Source excerpt →
....
- Court: Vermont Supreme Court
- Full case name: Stan Baker, et al v. State of Vermont, et al
- Decided: December 20, 1999
- Citation: 744 A.2d 864 (Vt. 1999)

Case history
- Prior action: Claim dismissed
- Subsequent action: Creation of Same-sex Civil Unions

Case opinions
- Majority: Amestoy joined by Morse, Skoglund
- Concurrence: Dooley
- Concur/dissent: Johnson

= Baker v. State =

Vermont Supreme Court case

Baker v. Vermont, 744 A.2d 864 (Vt. 1999), was a lawsuit decided by Vermont Supreme Court on December 20, 1999. It was one of the first judicial affirmations of the right of same-sex couples to treatment equivalent to that afforded different-sex couples. The decision held that the state's prohibition on same-sex marriage denied rights granted by the Vermont Constitution. The court ordered the Vermont legislature to either allow same-sex marriages or implement an alternative legal mechanism according similar rights to same-sex couples.
....
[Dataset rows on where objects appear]
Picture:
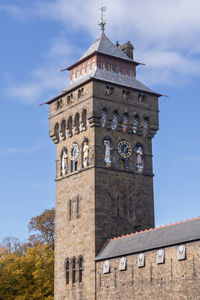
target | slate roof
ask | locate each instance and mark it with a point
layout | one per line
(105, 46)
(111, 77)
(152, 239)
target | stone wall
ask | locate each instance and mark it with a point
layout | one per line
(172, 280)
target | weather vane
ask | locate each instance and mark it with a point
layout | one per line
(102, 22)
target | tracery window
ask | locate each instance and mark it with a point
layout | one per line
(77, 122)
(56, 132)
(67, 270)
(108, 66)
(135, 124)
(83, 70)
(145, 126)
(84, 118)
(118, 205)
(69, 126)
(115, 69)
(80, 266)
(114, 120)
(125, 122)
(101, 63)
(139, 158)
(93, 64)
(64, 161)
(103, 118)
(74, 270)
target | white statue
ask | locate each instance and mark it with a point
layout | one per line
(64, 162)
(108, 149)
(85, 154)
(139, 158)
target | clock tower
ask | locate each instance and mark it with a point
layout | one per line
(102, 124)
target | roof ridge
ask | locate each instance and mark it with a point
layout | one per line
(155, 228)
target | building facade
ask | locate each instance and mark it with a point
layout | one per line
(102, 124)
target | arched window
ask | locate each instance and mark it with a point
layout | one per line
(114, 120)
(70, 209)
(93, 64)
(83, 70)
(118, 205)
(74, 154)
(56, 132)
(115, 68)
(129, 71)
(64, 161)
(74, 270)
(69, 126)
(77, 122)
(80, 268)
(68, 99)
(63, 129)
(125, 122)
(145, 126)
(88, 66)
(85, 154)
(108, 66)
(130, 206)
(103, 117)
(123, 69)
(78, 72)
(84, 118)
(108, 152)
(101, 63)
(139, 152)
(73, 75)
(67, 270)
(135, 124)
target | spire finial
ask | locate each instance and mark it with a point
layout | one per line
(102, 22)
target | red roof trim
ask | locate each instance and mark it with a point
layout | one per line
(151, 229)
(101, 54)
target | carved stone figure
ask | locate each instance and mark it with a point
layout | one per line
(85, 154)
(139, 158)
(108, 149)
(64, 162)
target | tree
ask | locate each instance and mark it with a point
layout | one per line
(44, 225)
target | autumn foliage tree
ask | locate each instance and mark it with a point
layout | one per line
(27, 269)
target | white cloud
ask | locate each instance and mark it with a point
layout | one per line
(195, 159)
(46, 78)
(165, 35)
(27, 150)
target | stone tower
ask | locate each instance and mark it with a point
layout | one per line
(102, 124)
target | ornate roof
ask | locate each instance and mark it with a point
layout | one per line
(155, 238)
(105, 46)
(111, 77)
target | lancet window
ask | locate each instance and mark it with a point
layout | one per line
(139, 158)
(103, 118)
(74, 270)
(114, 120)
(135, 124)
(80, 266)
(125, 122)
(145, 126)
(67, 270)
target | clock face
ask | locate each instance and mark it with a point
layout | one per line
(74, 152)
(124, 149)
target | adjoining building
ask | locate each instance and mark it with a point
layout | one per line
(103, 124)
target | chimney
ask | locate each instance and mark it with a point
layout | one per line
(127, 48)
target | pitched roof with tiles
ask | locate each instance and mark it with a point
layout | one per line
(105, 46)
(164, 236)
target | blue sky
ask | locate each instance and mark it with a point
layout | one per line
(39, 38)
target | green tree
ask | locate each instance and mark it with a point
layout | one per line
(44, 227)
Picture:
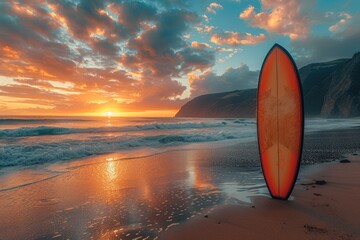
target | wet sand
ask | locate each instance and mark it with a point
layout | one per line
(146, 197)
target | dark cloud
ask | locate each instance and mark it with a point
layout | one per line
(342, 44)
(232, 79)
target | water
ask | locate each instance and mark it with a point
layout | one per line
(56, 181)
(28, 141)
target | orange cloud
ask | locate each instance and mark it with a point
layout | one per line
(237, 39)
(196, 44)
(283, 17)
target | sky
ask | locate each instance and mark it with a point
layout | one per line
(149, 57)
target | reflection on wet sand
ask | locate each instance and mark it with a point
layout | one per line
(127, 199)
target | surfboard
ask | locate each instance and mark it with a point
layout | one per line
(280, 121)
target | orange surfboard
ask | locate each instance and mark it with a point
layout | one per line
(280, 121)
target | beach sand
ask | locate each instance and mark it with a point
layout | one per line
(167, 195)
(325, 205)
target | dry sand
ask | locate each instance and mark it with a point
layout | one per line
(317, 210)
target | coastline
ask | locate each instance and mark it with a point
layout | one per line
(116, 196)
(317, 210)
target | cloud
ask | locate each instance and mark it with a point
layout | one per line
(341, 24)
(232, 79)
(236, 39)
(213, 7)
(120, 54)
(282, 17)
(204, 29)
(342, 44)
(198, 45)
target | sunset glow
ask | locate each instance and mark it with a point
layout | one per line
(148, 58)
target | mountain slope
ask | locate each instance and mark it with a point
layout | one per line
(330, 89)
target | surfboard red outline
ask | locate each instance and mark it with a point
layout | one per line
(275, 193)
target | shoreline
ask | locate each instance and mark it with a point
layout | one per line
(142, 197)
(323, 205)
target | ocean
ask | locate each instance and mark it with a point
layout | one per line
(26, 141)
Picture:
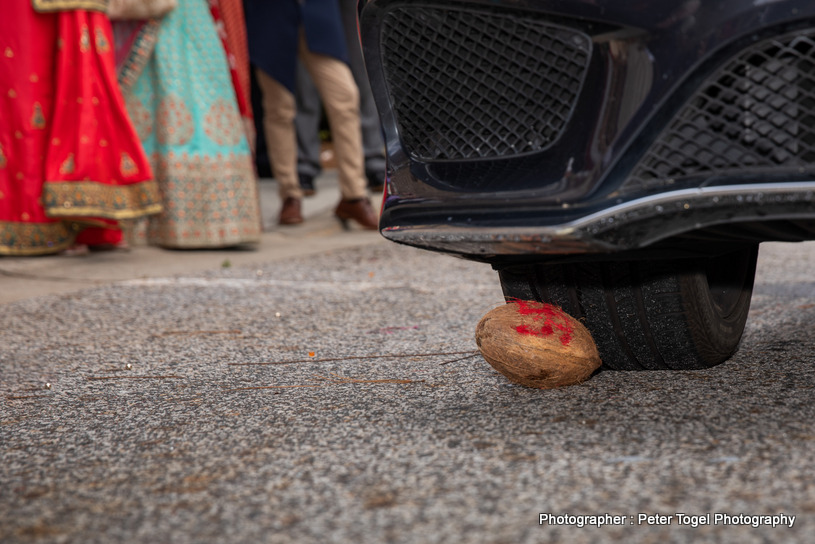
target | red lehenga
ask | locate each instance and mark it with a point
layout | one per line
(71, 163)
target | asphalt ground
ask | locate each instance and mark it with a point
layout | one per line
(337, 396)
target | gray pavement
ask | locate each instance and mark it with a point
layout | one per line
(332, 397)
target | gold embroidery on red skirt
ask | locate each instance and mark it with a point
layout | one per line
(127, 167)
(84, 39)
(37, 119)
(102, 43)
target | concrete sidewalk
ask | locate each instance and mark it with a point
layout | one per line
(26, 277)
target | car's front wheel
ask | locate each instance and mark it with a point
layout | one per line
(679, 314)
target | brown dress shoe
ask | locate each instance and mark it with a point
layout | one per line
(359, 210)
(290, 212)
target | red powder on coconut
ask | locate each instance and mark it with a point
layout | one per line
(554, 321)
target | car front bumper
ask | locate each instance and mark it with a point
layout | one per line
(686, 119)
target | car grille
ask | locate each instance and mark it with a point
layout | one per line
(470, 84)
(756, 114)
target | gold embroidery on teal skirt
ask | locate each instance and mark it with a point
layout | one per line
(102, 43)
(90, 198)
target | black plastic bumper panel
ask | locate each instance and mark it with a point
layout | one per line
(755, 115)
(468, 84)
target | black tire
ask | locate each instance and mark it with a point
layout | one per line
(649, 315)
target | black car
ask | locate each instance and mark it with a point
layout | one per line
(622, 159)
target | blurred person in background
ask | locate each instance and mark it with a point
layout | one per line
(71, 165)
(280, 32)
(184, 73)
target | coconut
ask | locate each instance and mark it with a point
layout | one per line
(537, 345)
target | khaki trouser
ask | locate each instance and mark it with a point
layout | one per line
....
Tasks for this exercise →
(a) Can you sum up the Baker v. State text in two sentences?
(b) Would you print the passage of the Baker v. State text that starts at the words "- Court: Vermont" and ends after the words "Citation: 744 A.2d 864 (Vt. 1999)"?

Task solutions →
(a) Baker v. Vermont was a lawsuit decided by the Vermont Supreme Court on December 20, 1999, which held that the state's prohibition on same-sex marriage denied rights granted by the Vermont Constitution. The court ordered the Vermont legislature to either allow same-sex marriages or implement an alternative legal mechanism according similar rights to same-sex couples.

(b)
- Court: Vermont Supreme Court
- Full case name: Stan Baker, et al v. State of Vermont, et al
- Decided: December 20, 1999
- Citation: 744 A.2d 864 (Vt. 1999)